— START OF Provided data —

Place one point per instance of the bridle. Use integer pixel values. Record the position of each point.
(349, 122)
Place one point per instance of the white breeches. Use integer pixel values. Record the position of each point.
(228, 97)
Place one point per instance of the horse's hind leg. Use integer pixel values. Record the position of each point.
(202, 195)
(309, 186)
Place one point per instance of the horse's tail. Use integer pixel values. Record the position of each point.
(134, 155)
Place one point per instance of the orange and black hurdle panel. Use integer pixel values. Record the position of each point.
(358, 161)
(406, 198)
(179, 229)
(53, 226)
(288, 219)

— END OF Provided data —
— START OF Provided data —

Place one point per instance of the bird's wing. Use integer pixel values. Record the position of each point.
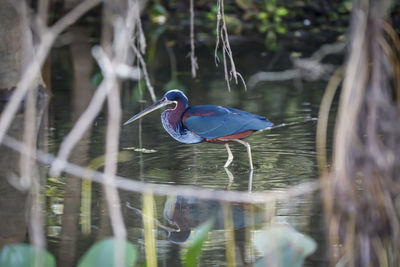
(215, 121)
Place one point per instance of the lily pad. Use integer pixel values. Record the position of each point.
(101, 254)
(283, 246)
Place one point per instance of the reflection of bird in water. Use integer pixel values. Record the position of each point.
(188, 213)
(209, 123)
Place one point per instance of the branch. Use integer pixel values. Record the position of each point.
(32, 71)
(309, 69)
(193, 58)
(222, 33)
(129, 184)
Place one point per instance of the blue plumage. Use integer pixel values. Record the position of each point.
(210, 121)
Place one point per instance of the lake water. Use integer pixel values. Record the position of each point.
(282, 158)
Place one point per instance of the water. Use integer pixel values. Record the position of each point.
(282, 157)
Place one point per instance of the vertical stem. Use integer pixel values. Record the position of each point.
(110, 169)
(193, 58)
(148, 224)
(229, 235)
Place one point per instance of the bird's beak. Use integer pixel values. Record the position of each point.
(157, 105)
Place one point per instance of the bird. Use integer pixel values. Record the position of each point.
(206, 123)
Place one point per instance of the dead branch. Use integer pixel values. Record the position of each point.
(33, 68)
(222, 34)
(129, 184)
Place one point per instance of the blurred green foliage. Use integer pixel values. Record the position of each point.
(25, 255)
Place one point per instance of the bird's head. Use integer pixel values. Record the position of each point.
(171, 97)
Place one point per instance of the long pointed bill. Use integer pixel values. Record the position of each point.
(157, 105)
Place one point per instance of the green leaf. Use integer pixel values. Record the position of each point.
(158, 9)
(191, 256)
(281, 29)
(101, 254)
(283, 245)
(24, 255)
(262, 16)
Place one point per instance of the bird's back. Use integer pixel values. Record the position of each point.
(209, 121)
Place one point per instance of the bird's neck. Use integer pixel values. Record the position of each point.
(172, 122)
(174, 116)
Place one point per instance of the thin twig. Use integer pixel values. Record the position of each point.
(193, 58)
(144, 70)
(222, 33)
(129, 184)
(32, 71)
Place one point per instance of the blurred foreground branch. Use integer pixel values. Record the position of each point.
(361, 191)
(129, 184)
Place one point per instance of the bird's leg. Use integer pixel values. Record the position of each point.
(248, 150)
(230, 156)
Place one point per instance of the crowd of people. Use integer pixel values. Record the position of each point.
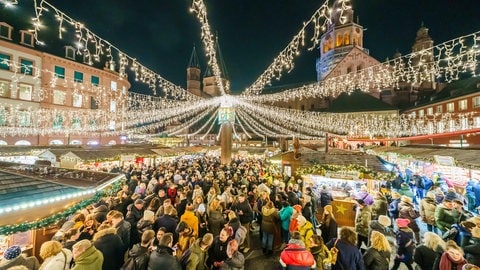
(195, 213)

— END OF Provided data —
— START OF Provided data —

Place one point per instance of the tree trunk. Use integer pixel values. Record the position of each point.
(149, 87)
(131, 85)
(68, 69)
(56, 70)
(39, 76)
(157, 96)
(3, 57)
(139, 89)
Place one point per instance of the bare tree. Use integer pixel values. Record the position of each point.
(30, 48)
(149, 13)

— END OF Provided data —

▶ **The problem**:
Count the lines of the material that contain the word "blurred" and give only that number.

▶ **Worked solution**:
2